▸ **Aim**: Only the lines from the one with "Where can the tram destination" onward are wanted, through the last line of the entries, set down exactly.

▸ **Raw data**:

— START —

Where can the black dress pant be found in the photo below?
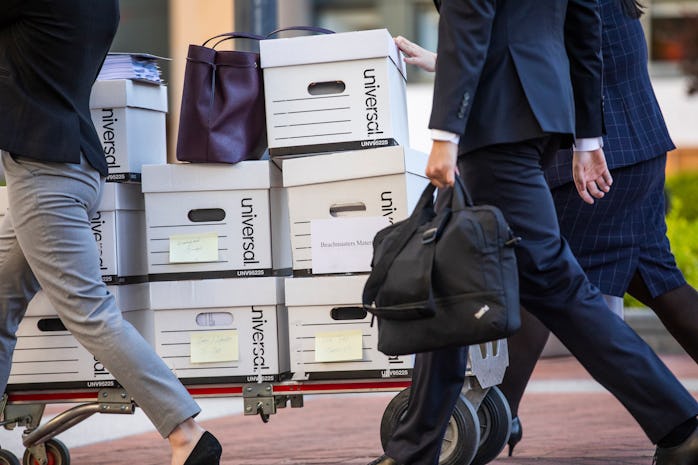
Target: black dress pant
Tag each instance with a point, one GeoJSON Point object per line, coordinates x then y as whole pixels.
{"type": "Point", "coordinates": [555, 289]}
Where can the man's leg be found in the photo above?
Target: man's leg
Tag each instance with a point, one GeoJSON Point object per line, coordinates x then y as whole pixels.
{"type": "Point", "coordinates": [555, 289]}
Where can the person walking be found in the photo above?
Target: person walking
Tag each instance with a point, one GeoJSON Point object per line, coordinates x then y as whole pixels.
{"type": "Point", "coordinates": [50, 54]}
{"type": "Point", "coordinates": [516, 80]}
{"type": "Point", "coordinates": [621, 241]}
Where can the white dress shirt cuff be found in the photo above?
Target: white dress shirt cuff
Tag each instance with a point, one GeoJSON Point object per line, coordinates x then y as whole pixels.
{"type": "Point", "coordinates": [588, 144]}
{"type": "Point", "coordinates": [438, 134]}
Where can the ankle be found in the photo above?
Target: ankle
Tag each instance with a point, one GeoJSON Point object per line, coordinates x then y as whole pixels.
{"type": "Point", "coordinates": [186, 434]}
{"type": "Point", "coordinates": [679, 434]}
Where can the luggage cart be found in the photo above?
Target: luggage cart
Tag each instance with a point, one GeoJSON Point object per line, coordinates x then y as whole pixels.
{"type": "Point", "coordinates": [477, 433]}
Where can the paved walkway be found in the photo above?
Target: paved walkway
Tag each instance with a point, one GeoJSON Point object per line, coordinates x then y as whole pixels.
{"type": "Point", "coordinates": [567, 419]}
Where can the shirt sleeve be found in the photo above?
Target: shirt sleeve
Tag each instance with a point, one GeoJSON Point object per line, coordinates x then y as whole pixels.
{"type": "Point", "coordinates": [438, 134]}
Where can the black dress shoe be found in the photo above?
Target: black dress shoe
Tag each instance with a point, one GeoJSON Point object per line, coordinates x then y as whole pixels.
{"type": "Point", "coordinates": [515, 435]}
{"type": "Point", "coordinates": [685, 453]}
{"type": "Point", "coordinates": [206, 452]}
{"type": "Point", "coordinates": [383, 460]}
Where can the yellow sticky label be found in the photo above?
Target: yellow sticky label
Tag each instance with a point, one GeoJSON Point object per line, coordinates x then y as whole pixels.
{"type": "Point", "coordinates": [214, 346]}
{"type": "Point", "coordinates": [194, 248]}
{"type": "Point", "coordinates": [338, 346]}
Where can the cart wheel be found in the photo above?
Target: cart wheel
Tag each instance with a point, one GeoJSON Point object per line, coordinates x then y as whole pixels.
{"type": "Point", "coordinates": [462, 433]}
{"type": "Point", "coordinates": [495, 424]}
{"type": "Point", "coordinates": [8, 458]}
{"type": "Point", "coordinates": [56, 452]}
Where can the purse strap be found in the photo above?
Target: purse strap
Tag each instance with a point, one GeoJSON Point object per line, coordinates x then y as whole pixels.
{"type": "Point", "coordinates": [232, 35]}
{"type": "Point", "coordinates": [319, 30]}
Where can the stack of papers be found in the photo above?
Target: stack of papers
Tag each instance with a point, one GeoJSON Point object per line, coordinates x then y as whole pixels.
{"type": "Point", "coordinates": [136, 66]}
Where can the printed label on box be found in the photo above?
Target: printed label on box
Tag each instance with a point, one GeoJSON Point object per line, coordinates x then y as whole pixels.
{"type": "Point", "coordinates": [194, 248]}
{"type": "Point", "coordinates": [344, 245]}
{"type": "Point", "coordinates": [214, 346]}
{"type": "Point", "coordinates": [339, 346]}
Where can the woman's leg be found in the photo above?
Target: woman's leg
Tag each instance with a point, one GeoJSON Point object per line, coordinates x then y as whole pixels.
{"type": "Point", "coordinates": [677, 309]}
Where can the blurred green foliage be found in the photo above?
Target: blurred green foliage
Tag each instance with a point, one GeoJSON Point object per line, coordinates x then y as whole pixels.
{"type": "Point", "coordinates": [682, 226]}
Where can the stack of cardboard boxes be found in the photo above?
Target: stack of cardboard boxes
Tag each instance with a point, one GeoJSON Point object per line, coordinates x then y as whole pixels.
{"type": "Point", "coordinates": [217, 240]}
{"type": "Point", "coordinates": [337, 124]}
{"type": "Point", "coordinates": [130, 120]}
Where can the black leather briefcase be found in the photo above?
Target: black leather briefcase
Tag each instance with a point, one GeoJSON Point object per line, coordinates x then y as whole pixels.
{"type": "Point", "coordinates": [444, 277]}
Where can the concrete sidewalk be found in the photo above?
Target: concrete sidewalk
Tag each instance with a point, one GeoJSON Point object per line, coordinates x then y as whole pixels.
{"type": "Point", "coordinates": [567, 419]}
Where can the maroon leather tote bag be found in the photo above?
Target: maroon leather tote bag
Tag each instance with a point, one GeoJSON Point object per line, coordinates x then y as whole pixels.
{"type": "Point", "coordinates": [222, 118]}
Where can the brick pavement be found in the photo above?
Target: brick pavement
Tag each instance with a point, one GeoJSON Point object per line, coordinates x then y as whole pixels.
{"type": "Point", "coordinates": [586, 428]}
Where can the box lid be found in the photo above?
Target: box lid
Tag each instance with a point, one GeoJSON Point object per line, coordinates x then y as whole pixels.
{"type": "Point", "coordinates": [325, 48]}
{"type": "Point", "coordinates": [128, 297]}
{"type": "Point", "coordinates": [216, 293]}
{"type": "Point", "coordinates": [340, 166]}
{"type": "Point", "coordinates": [121, 196]}
{"type": "Point", "coordinates": [174, 177]}
{"type": "Point", "coordinates": [117, 93]}
{"type": "Point", "coordinates": [325, 290]}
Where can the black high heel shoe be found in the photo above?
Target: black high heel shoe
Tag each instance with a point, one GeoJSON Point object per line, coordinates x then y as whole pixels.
{"type": "Point", "coordinates": [515, 435]}
{"type": "Point", "coordinates": [206, 452]}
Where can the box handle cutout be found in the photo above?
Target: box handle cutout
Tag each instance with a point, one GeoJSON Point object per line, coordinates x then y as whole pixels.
{"type": "Point", "coordinates": [339, 208]}
{"type": "Point", "coordinates": [348, 313]}
{"type": "Point", "coordinates": [326, 87]}
{"type": "Point", "coordinates": [204, 215]}
{"type": "Point", "coordinates": [214, 319]}
{"type": "Point", "coordinates": [51, 324]}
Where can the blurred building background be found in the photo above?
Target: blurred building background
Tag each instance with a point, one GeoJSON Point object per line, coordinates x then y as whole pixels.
{"type": "Point", "coordinates": [167, 27]}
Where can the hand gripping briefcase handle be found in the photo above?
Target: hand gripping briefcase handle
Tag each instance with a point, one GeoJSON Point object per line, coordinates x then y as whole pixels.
{"type": "Point", "coordinates": [319, 30]}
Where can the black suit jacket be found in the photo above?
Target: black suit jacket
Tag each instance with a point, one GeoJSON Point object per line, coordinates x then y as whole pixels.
{"type": "Point", "coordinates": [510, 70]}
{"type": "Point", "coordinates": [50, 54]}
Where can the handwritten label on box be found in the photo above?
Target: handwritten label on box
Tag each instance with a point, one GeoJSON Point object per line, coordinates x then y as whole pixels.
{"type": "Point", "coordinates": [339, 346]}
{"type": "Point", "coordinates": [214, 346]}
{"type": "Point", "coordinates": [344, 245]}
{"type": "Point", "coordinates": [194, 248]}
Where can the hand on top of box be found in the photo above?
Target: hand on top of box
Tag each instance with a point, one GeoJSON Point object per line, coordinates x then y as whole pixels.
{"type": "Point", "coordinates": [416, 55]}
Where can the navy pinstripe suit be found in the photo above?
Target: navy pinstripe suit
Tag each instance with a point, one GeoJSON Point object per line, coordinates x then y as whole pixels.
{"type": "Point", "coordinates": [514, 77]}
{"type": "Point", "coordinates": [625, 232]}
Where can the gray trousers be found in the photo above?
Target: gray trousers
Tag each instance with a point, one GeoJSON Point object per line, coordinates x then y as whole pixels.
{"type": "Point", "coordinates": [46, 242]}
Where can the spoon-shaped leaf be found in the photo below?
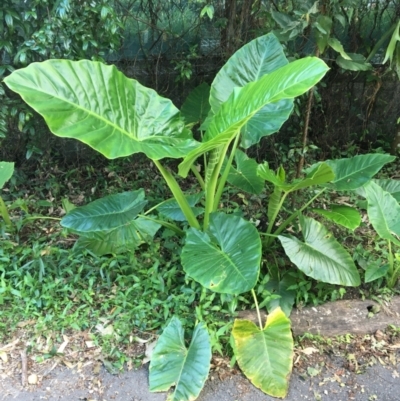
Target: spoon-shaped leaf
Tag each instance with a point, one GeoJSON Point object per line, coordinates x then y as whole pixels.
{"type": "Point", "coordinates": [383, 212]}
{"type": "Point", "coordinates": [352, 173]}
{"type": "Point", "coordinates": [99, 106]}
{"type": "Point", "coordinates": [120, 239]}
{"type": "Point", "coordinates": [320, 256]}
{"type": "Point", "coordinates": [346, 216]}
{"type": "Point", "coordinates": [257, 58]}
{"type": "Point", "coordinates": [265, 356]}
{"type": "Point", "coordinates": [107, 213]}
{"type": "Point", "coordinates": [244, 103]}
{"type": "Point", "coordinates": [6, 171]}
{"type": "Point", "coordinates": [227, 257]}
{"type": "Point", "coordinates": [245, 176]}
{"type": "Point", "coordinates": [172, 364]}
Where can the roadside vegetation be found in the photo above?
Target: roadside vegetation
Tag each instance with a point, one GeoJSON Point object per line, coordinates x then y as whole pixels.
{"type": "Point", "coordinates": [178, 223]}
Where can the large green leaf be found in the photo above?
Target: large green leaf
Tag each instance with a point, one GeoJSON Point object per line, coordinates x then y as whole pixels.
{"type": "Point", "coordinates": [265, 356]}
{"type": "Point", "coordinates": [257, 58]}
{"type": "Point", "coordinates": [352, 173]}
{"type": "Point", "coordinates": [172, 364]}
{"type": "Point", "coordinates": [6, 171]}
{"type": "Point", "coordinates": [196, 106]}
{"type": "Point", "coordinates": [346, 216]}
{"type": "Point", "coordinates": [317, 175]}
{"type": "Point", "coordinates": [227, 257]}
{"type": "Point", "coordinates": [172, 210]}
{"type": "Point", "coordinates": [383, 212]}
{"type": "Point", "coordinates": [320, 256]}
{"type": "Point", "coordinates": [244, 176]}
{"type": "Point", "coordinates": [121, 239]}
{"type": "Point", "coordinates": [281, 288]}
{"type": "Point", "coordinates": [107, 213]}
{"type": "Point", "coordinates": [101, 107]}
{"type": "Point", "coordinates": [388, 185]}
{"type": "Point", "coordinates": [287, 82]}
{"type": "Point", "coordinates": [269, 175]}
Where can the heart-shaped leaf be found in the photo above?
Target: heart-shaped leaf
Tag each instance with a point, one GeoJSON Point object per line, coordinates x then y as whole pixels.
{"type": "Point", "coordinates": [196, 106]}
{"type": "Point", "coordinates": [265, 356]}
{"type": "Point", "coordinates": [287, 297]}
{"type": "Point", "coordinates": [107, 213]}
{"type": "Point", "coordinates": [346, 216]}
{"type": "Point", "coordinates": [98, 105]}
{"type": "Point", "coordinates": [121, 239]}
{"type": "Point", "coordinates": [227, 257]}
{"type": "Point", "coordinates": [172, 364]}
{"type": "Point", "coordinates": [257, 58]}
{"type": "Point", "coordinates": [383, 212]}
{"type": "Point", "coordinates": [244, 103]}
{"type": "Point", "coordinates": [172, 210]}
{"type": "Point", "coordinates": [320, 256]}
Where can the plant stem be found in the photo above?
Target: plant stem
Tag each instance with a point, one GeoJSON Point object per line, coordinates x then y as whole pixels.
{"type": "Point", "coordinates": [272, 222]}
{"type": "Point", "coordinates": [296, 213]}
{"type": "Point", "coordinates": [257, 308]}
{"type": "Point", "coordinates": [198, 176]}
{"type": "Point", "coordinates": [178, 195]}
{"type": "Point", "coordinates": [224, 177]}
{"type": "Point", "coordinates": [304, 141]}
{"type": "Point", "coordinates": [211, 186]}
{"type": "Point", "coordinates": [41, 218]}
{"type": "Point", "coordinates": [4, 212]}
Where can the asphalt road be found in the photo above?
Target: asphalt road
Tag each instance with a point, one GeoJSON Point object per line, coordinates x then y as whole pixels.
{"type": "Point", "coordinates": [330, 382]}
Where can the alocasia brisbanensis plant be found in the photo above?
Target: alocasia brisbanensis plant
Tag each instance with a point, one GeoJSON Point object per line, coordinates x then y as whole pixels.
{"type": "Point", "coordinates": [251, 97]}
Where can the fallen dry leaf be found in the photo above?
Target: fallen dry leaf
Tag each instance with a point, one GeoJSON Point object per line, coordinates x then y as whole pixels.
{"type": "Point", "coordinates": [309, 350]}
{"type": "Point", "coordinates": [3, 356]}
{"type": "Point", "coordinates": [33, 379]}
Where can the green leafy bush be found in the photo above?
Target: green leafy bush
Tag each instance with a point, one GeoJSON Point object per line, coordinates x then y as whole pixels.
{"type": "Point", "coordinates": [251, 97]}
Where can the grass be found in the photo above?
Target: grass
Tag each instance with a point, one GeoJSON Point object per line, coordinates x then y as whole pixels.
{"type": "Point", "coordinates": [48, 288]}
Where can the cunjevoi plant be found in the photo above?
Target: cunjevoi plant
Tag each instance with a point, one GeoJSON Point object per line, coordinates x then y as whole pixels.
{"type": "Point", "coordinates": [251, 97]}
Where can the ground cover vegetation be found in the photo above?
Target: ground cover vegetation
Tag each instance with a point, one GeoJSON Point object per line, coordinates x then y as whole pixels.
{"type": "Point", "coordinates": [221, 251]}
{"type": "Point", "coordinates": [220, 243]}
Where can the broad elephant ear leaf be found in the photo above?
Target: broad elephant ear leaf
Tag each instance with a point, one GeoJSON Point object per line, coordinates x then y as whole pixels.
{"type": "Point", "coordinates": [244, 103]}
{"type": "Point", "coordinates": [196, 106]}
{"type": "Point", "coordinates": [6, 172]}
{"type": "Point", "coordinates": [383, 212]}
{"type": "Point", "coordinates": [388, 185]}
{"type": "Point", "coordinates": [320, 256]}
{"type": "Point", "coordinates": [107, 213]}
{"type": "Point", "coordinates": [98, 105]}
{"type": "Point", "coordinates": [265, 356]}
{"type": "Point", "coordinates": [352, 173]}
{"type": "Point", "coordinates": [346, 216]}
{"type": "Point", "coordinates": [257, 58]}
{"type": "Point", "coordinates": [172, 364]}
{"type": "Point", "coordinates": [226, 258]}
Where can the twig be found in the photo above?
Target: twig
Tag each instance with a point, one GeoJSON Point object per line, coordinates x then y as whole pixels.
{"type": "Point", "coordinates": [24, 375]}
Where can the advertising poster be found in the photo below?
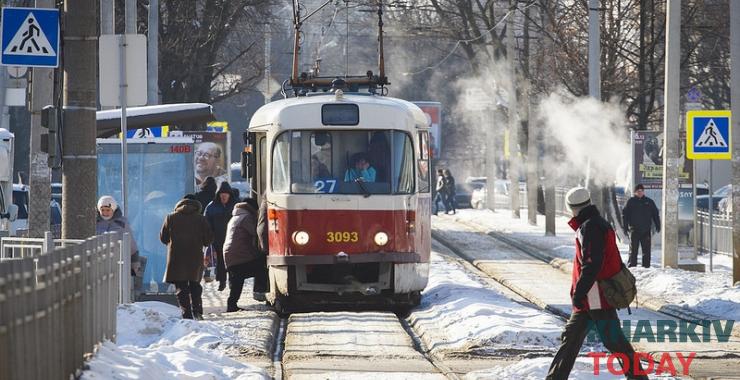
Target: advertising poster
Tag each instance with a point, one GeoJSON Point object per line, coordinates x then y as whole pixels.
{"type": "Point", "coordinates": [433, 110]}
{"type": "Point", "coordinates": [212, 155]}
{"type": "Point", "coordinates": [647, 148]}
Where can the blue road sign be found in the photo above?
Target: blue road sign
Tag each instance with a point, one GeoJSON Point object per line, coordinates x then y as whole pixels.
{"type": "Point", "coordinates": [30, 37]}
{"type": "Point", "coordinates": [708, 133]}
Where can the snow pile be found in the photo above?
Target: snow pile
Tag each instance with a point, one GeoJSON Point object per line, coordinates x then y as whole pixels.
{"type": "Point", "coordinates": [708, 293]}
{"type": "Point", "coordinates": [154, 343]}
{"type": "Point", "coordinates": [459, 314]}
{"type": "Point", "coordinates": [536, 369]}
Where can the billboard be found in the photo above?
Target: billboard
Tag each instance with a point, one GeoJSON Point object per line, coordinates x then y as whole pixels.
{"type": "Point", "coordinates": [647, 160]}
{"type": "Point", "coordinates": [212, 155]}
{"type": "Point", "coordinates": [433, 110]}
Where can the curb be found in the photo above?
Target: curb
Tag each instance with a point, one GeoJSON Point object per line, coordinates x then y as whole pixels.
{"type": "Point", "coordinates": [653, 304]}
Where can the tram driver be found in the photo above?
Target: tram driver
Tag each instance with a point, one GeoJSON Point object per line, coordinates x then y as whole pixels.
{"type": "Point", "coordinates": [361, 170]}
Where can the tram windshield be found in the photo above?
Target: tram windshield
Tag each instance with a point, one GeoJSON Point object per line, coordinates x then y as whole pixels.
{"type": "Point", "coordinates": [343, 162]}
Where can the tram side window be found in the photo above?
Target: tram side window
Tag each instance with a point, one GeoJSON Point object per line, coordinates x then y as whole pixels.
{"type": "Point", "coordinates": [321, 156]}
{"type": "Point", "coordinates": [280, 164]}
{"type": "Point", "coordinates": [423, 168]}
{"type": "Point", "coordinates": [403, 162]}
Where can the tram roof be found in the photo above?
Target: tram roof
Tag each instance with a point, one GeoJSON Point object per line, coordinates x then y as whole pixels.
{"type": "Point", "coordinates": [286, 111]}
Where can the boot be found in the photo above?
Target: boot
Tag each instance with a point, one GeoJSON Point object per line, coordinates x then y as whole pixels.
{"type": "Point", "coordinates": [183, 300]}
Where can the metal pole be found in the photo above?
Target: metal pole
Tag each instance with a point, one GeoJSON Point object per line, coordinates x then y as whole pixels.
{"type": "Point", "coordinates": [735, 94]}
{"type": "Point", "coordinates": [39, 178]}
{"type": "Point", "coordinates": [107, 15]}
{"type": "Point", "coordinates": [80, 104]}
{"type": "Point", "coordinates": [153, 53]}
{"type": "Point", "coordinates": [268, 69]}
{"type": "Point", "coordinates": [711, 214]}
{"type": "Point", "coordinates": [122, 98]}
{"type": "Point", "coordinates": [670, 134]}
{"type": "Point", "coordinates": [513, 114]}
{"type": "Point", "coordinates": [594, 63]}
{"type": "Point", "coordinates": [130, 13]}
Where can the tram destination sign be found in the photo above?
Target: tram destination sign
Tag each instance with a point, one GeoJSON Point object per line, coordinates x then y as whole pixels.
{"type": "Point", "coordinates": [340, 114]}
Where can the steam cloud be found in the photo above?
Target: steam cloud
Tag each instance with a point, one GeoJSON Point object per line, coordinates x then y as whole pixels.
{"type": "Point", "coordinates": [583, 128]}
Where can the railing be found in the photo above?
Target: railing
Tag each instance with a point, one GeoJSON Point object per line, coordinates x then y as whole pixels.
{"type": "Point", "coordinates": [721, 233]}
{"type": "Point", "coordinates": [15, 247]}
{"type": "Point", "coordinates": [57, 306]}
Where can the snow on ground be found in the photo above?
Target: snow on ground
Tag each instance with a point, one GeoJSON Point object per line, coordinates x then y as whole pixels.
{"type": "Point", "coordinates": [153, 342]}
{"type": "Point", "coordinates": [709, 293]}
{"type": "Point", "coordinates": [536, 369]}
{"type": "Point", "coordinates": [460, 314]}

— END —

▸ **Solved exercise**:
Where can the tram destination sign be found in the photo above?
Target: tram destination sign
Tag each instance with a point, one GeoJSON Point object per line, coordinates x then y as whole pixels.
{"type": "Point", "coordinates": [340, 114]}
Where can the steam cloud be found in the photo above?
Target: steam cloud
Tag each instance with a point, one GeoJSON Point object per line, coordinates x then y as whole pixels.
{"type": "Point", "coordinates": [583, 128]}
Where can the railing be found in the photo above?
Target: railing
Tag each instance with a point, one GeoJSON Point object per line, coordinates x then y as whole pixels.
{"type": "Point", "coordinates": [721, 233]}
{"type": "Point", "coordinates": [15, 247]}
{"type": "Point", "coordinates": [57, 306]}
Where can the snow on ground be found in the photo above?
Target: snow on ground
Tag each instance with a point, one GeoJSON Point object per line, coordinates x then y as whole pixels.
{"type": "Point", "coordinates": [153, 342]}
{"type": "Point", "coordinates": [709, 293]}
{"type": "Point", "coordinates": [536, 369]}
{"type": "Point", "coordinates": [460, 314]}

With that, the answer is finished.